## TASK REQUIREMENTS
Line by line, restate the material exactly.

## SUPPLIED INFORMATION
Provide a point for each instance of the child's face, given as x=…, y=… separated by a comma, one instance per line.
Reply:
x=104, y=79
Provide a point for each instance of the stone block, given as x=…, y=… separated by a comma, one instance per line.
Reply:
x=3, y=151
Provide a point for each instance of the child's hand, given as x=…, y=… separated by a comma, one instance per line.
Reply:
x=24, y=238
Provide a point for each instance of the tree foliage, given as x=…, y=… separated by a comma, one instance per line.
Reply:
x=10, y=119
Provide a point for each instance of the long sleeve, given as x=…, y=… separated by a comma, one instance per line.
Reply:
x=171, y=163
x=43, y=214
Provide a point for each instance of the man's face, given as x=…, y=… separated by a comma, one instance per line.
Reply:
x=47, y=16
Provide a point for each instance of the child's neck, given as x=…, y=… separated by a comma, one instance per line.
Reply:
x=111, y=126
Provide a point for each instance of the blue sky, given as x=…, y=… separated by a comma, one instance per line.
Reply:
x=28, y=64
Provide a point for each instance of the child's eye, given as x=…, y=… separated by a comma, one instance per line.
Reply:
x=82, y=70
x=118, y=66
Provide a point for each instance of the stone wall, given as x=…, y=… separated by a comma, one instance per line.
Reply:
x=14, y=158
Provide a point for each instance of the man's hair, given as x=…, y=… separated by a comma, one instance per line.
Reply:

## EXERCISE ANSWER
Provide a point for each instance of the child's face, given as x=…, y=… separated by a comma, one instance per line.
Reply:
x=104, y=79
Provide a point for each instance of the stone block, given as x=…, y=… separated by a comma, one instance per line.
Reply:
x=3, y=151
Provide a point for each instance of the child's hand, given as x=…, y=… separated by a comma, one instance per line.
Reply:
x=24, y=238
Provide a point for each instance of the tree foliage, given as x=…, y=… separated by a comma, one instance per line.
Reply:
x=10, y=119
Provide a point for each instance of the long sleeve, given as x=…, y=… separated by a comma, one instance per line.
Reply:
x=171, y=163
x=43, y=214
Provide a point for each instance of the man's face, given as x=…, y=… separated by a comma, one instance per line.
Reply:
x=47, y=16
Provide a point for each instance of the child's neck, given as x=…, y=… separated by a comma, one instance per line.
Reply:
x=111, y=126
Provide a point for each instance of the blue sky, given as x=…, y=… separated by a comma, one instance per line.
Reply:
x=28, y=64
Provide a point for each instance of the child's eye, given as x=…, y=… separated by a comma, one instance per line.
Reply:
x=82, y=70
x=118, y=66
Provide a point for each instance of the stone wall, given as x=…, y=… separated by a comma, one instance per line.
Reply:
x=14, y=158
Provide a point for each instance of the man's hair, given as x=…, y=… separated by a comma, one instance per line.
Reply:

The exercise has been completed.